(Referring expression pointing data)
------------------------------

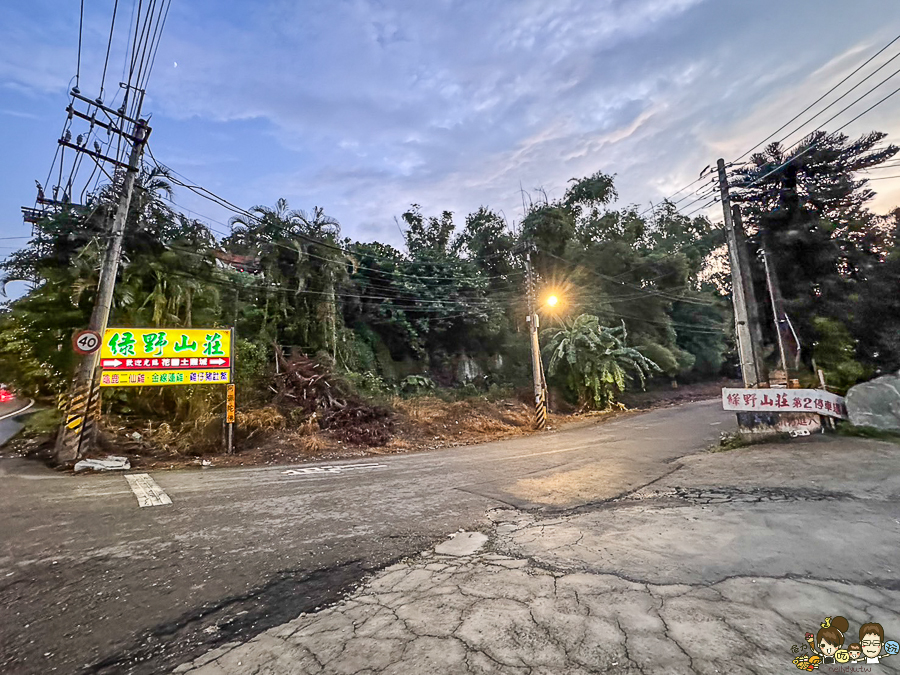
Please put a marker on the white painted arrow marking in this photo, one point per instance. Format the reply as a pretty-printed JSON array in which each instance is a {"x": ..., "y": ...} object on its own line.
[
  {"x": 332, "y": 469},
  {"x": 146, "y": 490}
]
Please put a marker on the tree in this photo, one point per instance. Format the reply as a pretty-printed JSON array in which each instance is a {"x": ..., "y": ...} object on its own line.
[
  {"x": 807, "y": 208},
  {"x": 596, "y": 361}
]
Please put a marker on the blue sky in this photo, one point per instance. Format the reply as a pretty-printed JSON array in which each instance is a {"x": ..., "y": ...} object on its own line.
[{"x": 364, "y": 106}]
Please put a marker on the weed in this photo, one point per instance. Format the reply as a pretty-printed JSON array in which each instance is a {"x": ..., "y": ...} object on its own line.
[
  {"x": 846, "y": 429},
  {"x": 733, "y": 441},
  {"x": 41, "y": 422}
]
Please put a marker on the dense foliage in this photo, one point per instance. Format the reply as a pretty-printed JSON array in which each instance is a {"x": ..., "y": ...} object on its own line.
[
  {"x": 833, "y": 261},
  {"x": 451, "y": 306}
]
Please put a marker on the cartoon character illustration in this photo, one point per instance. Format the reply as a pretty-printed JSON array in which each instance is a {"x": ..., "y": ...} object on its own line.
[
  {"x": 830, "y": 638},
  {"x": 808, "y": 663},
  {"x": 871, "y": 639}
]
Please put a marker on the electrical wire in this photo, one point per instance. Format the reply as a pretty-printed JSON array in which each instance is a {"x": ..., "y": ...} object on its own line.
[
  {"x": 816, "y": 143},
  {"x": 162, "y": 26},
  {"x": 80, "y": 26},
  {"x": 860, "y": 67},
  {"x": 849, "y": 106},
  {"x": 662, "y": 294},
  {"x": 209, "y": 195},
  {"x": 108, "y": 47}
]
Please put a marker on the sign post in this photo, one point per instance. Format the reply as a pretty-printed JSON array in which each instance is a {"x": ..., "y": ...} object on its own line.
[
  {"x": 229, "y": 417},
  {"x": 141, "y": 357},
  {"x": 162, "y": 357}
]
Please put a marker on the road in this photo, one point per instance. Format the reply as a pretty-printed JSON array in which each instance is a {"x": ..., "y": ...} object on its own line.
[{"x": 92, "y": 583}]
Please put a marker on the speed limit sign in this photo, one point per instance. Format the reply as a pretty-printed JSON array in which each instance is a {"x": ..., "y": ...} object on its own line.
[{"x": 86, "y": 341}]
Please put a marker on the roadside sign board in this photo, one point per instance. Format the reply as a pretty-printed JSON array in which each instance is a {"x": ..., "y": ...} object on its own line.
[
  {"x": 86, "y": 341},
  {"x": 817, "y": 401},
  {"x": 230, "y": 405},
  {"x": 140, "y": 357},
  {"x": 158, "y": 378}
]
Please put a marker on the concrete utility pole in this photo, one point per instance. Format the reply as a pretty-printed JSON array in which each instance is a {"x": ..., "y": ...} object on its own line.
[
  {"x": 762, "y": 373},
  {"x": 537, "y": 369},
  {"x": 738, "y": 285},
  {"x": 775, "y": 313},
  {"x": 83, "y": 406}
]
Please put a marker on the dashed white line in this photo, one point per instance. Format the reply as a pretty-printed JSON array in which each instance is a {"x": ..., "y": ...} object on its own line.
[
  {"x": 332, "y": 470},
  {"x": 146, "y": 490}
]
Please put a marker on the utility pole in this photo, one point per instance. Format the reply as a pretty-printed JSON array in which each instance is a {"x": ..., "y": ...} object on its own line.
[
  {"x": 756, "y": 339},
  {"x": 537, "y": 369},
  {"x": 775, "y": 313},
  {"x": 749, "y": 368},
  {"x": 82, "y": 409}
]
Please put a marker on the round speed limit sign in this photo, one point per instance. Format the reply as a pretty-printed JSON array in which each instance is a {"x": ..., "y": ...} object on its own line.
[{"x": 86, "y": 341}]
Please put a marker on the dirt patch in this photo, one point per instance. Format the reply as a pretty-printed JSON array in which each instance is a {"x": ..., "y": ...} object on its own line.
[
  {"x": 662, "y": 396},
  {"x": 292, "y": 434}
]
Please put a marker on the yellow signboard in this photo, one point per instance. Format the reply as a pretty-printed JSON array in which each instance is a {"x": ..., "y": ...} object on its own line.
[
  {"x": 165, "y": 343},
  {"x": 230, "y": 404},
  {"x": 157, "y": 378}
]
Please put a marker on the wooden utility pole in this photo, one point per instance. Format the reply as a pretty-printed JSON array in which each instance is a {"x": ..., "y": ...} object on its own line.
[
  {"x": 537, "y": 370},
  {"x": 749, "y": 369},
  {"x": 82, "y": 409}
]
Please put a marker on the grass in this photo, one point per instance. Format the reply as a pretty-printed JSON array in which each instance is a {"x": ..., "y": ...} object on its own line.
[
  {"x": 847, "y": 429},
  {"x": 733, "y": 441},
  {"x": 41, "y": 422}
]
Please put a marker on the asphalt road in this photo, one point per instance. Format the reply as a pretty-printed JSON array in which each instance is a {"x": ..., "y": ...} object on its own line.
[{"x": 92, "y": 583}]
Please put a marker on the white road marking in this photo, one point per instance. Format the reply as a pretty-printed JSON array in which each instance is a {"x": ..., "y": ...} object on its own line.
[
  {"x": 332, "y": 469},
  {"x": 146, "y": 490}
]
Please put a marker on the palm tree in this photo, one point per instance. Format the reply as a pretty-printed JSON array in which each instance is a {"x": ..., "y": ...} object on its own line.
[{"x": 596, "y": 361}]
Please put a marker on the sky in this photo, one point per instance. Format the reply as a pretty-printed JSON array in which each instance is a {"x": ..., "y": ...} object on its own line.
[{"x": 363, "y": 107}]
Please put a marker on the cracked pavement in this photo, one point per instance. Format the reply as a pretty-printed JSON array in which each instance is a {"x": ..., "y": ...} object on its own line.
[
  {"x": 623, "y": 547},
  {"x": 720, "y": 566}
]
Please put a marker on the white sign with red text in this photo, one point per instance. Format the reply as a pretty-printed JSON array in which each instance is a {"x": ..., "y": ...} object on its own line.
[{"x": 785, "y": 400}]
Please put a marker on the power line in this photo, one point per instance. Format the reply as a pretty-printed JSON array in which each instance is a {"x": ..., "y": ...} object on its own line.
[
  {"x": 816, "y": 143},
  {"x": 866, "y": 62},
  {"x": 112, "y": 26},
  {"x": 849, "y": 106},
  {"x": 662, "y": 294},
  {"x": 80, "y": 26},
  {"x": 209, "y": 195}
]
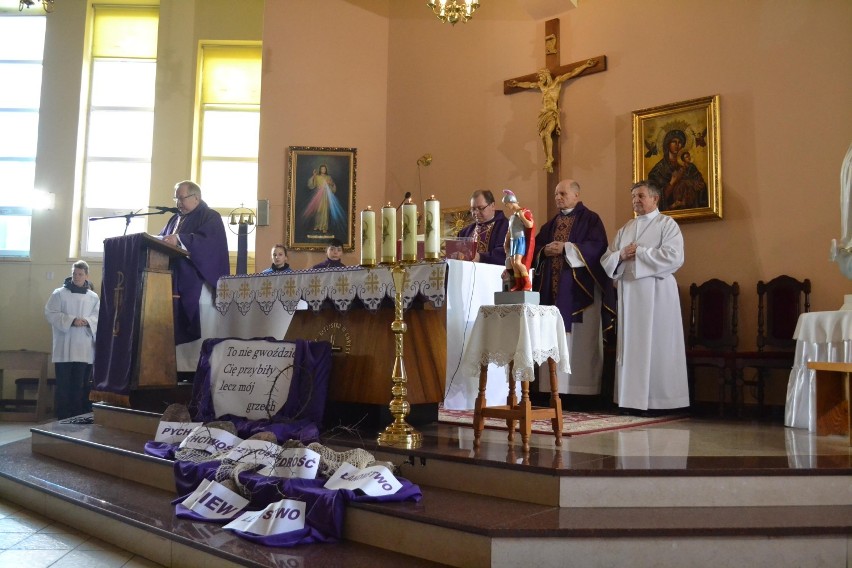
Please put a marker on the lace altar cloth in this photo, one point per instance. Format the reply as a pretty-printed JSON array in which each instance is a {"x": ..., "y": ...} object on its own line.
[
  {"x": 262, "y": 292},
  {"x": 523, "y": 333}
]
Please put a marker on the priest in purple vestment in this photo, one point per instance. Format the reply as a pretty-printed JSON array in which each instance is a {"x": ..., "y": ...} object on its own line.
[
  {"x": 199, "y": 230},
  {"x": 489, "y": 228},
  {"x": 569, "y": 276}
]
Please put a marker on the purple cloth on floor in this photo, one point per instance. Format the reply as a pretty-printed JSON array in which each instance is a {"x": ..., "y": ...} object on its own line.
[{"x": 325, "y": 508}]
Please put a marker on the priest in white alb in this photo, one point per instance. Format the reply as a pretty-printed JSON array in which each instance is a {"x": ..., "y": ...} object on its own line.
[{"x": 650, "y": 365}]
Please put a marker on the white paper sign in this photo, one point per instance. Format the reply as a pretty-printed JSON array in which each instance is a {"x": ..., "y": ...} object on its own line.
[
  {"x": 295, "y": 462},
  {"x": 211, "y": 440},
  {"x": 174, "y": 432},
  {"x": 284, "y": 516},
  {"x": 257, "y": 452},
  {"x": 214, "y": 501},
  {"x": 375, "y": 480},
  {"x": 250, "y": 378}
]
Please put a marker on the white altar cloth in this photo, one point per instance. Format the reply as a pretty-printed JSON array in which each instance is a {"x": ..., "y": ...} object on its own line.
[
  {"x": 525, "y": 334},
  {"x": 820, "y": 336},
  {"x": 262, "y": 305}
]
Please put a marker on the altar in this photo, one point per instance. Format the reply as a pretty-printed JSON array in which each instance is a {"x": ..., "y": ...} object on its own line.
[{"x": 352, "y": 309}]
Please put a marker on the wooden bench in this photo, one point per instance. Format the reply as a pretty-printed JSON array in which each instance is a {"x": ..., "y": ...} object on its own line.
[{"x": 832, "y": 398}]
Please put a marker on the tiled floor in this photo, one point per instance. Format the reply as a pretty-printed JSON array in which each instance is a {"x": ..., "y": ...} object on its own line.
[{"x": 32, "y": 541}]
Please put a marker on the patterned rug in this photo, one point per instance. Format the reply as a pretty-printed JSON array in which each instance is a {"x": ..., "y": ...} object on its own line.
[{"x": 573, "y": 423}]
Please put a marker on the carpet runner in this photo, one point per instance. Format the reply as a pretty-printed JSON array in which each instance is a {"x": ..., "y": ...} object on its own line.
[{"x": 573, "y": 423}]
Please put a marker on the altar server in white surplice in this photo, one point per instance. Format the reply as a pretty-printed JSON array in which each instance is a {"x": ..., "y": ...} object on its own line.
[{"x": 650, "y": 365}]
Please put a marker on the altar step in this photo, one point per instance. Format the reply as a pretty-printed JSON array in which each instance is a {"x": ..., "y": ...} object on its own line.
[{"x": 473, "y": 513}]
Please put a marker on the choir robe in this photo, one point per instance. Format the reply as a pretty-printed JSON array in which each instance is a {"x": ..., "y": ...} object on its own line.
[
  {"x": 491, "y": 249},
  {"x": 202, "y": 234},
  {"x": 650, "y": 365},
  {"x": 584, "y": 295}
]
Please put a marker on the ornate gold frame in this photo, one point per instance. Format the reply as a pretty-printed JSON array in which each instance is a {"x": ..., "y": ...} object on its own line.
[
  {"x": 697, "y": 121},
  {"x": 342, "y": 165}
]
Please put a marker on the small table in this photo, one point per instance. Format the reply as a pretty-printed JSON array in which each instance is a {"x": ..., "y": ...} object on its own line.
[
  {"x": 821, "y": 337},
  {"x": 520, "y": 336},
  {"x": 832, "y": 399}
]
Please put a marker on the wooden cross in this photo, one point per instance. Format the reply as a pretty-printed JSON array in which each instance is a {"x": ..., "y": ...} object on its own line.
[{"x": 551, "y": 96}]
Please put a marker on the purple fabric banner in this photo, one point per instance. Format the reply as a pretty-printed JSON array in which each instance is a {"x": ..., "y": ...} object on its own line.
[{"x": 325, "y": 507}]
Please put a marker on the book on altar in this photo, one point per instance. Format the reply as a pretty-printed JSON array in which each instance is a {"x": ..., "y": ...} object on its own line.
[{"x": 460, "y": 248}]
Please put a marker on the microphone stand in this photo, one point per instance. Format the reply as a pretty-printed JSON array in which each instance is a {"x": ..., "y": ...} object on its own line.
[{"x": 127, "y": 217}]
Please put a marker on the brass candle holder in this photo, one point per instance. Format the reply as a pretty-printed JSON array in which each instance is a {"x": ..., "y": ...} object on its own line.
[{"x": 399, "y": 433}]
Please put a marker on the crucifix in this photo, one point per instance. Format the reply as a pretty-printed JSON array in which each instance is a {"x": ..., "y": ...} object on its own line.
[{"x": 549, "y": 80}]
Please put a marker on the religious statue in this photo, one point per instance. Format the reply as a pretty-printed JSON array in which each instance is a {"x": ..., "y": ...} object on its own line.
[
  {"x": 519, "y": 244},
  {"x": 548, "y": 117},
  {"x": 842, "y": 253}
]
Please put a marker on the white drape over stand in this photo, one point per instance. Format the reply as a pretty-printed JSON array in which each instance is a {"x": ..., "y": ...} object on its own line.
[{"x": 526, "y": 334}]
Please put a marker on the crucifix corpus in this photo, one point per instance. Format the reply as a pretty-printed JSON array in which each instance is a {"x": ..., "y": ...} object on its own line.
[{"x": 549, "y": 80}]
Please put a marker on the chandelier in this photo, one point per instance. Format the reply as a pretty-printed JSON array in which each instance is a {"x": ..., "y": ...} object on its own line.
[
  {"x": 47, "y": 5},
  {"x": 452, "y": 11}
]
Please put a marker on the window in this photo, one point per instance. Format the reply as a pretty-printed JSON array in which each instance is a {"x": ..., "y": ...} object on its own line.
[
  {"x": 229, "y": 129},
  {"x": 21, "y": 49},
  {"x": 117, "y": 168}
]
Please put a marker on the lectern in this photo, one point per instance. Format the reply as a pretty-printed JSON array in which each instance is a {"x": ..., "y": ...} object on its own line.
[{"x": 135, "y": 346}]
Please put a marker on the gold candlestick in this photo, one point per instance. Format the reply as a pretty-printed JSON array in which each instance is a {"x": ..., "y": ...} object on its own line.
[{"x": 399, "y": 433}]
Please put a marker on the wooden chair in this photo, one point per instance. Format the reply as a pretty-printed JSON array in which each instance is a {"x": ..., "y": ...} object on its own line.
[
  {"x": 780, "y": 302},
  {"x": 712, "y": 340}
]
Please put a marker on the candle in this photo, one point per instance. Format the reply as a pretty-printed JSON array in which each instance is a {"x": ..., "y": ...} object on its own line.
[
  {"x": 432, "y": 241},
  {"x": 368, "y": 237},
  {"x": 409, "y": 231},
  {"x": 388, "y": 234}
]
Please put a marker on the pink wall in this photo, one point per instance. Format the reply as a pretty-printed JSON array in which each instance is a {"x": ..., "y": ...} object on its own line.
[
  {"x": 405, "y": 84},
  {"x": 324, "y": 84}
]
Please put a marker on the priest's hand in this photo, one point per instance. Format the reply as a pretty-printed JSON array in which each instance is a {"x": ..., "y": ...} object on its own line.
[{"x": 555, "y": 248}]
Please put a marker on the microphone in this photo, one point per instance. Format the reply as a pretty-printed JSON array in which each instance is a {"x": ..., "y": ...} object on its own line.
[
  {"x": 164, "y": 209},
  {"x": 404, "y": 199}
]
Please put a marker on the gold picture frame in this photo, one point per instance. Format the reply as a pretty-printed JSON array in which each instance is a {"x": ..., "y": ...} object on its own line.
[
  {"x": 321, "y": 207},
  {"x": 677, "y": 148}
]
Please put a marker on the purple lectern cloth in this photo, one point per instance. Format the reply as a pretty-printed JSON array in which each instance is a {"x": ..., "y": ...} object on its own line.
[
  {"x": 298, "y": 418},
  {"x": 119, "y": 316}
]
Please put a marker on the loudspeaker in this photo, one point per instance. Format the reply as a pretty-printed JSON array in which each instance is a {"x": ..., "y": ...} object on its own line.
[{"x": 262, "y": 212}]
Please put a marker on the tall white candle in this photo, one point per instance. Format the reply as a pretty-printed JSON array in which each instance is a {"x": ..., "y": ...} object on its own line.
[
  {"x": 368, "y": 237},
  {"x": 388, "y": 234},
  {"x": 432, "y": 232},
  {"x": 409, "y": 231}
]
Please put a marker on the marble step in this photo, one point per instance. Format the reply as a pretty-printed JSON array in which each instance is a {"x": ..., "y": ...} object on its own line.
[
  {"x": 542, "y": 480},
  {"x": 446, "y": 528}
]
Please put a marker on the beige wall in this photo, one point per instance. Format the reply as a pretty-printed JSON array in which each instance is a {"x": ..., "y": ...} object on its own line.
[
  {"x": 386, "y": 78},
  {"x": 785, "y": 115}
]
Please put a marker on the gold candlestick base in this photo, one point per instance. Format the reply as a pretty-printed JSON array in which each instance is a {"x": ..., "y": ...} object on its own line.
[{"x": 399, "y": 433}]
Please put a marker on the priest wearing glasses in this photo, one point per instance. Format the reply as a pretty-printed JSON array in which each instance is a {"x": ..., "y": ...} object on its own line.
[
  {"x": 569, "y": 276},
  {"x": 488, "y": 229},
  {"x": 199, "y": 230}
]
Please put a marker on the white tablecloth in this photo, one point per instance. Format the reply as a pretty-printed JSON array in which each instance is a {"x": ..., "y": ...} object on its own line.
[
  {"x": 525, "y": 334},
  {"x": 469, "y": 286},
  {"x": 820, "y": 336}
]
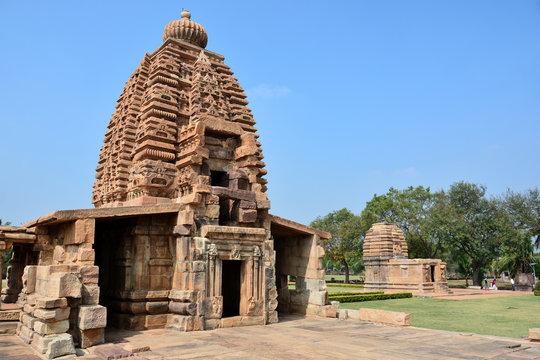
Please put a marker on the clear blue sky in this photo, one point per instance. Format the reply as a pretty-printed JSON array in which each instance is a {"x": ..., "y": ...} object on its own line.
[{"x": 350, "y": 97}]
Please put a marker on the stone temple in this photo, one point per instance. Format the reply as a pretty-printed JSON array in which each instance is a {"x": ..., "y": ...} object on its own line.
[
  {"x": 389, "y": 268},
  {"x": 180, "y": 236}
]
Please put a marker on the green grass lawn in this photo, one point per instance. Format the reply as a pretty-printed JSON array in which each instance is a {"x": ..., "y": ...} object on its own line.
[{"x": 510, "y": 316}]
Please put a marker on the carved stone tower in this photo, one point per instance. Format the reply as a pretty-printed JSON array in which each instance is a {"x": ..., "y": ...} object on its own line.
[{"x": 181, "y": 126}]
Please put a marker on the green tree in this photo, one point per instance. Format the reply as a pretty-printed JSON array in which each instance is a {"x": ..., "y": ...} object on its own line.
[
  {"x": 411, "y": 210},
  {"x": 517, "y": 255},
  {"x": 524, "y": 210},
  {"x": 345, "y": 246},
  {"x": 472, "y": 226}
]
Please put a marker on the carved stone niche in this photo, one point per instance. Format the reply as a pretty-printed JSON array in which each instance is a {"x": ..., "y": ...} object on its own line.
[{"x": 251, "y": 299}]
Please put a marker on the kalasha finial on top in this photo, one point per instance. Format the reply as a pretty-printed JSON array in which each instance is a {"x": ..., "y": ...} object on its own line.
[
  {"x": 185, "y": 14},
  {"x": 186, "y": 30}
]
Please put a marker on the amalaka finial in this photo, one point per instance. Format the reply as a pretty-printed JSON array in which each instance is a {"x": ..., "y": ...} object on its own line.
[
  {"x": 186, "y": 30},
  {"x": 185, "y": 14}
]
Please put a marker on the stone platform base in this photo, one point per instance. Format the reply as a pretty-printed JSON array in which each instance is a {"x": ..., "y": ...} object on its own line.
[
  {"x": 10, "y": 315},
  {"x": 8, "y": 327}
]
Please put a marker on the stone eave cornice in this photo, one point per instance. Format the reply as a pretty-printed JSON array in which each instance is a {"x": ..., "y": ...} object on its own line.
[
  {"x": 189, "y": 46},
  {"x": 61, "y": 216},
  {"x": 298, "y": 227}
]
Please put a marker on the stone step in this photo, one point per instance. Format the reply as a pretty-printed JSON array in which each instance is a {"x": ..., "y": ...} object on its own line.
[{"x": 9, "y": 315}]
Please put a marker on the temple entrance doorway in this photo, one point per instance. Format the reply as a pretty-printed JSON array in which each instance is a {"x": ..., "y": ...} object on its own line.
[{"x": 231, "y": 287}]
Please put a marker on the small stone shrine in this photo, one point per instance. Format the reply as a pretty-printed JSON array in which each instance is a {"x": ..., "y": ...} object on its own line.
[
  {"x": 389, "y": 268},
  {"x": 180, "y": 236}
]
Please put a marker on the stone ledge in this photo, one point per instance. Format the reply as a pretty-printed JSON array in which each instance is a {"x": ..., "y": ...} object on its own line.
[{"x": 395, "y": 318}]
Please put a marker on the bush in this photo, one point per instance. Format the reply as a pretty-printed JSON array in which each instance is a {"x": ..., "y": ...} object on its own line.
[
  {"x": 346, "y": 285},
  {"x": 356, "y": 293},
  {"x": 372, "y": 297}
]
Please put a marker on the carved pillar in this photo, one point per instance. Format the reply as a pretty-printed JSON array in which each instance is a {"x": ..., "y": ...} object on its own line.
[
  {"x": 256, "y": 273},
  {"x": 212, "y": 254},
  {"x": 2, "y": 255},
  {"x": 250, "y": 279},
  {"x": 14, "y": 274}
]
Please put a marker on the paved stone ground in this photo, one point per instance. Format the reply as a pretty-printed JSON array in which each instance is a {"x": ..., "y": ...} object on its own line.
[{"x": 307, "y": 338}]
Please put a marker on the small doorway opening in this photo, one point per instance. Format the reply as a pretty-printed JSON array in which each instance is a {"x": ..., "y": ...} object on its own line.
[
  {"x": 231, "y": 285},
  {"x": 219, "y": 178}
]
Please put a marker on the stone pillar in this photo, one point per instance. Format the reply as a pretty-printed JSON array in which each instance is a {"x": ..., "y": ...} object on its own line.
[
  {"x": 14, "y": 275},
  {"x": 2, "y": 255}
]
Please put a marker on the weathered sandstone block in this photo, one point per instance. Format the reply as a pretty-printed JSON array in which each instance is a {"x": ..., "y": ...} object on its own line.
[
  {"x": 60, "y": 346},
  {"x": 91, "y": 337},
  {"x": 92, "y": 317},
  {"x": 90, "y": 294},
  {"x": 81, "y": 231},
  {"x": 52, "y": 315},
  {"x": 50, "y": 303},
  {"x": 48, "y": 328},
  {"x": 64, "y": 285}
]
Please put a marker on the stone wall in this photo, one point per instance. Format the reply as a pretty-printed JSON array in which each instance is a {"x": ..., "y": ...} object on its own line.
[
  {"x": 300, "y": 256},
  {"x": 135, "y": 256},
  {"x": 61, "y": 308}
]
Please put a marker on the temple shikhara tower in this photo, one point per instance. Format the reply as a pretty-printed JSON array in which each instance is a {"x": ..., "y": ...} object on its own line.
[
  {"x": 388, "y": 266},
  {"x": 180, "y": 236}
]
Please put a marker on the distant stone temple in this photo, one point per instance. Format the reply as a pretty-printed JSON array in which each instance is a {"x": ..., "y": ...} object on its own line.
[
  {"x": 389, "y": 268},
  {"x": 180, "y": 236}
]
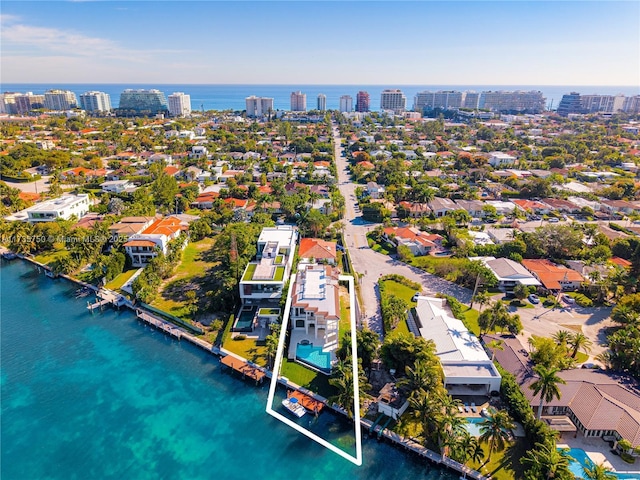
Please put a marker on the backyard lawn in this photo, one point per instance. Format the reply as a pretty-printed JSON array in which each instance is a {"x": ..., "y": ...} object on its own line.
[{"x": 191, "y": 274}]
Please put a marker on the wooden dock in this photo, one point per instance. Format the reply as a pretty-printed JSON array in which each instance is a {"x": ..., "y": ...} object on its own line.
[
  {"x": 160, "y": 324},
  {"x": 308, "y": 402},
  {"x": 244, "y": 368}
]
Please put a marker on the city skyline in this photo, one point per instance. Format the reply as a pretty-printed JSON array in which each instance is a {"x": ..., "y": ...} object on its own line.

------------------------------

■ **EXERCISE**
Output exactly the lines from the one containing "Please put a marker on the wooden dock" through the last line of the records, both included. Output nothing else.

■ **RESPONSE TO THE TASK**
Please put a marker on the wooden dock in this photo, one point per instance. Format the reply as a pretty-printed JSON array in which each instance is a {"x": ..., "y": ...} object on its own line.
[
  {"x": 160, "y": 324},
  {"x": 308, "y": 402},
  {"x": 244, "y": 368}
]
Please put a marker on the city skyline in this photo, one point per instance. Format the reply as a pretty-printed JSON array in which each instance is a {"x": ..., "y": ...} object on its own line.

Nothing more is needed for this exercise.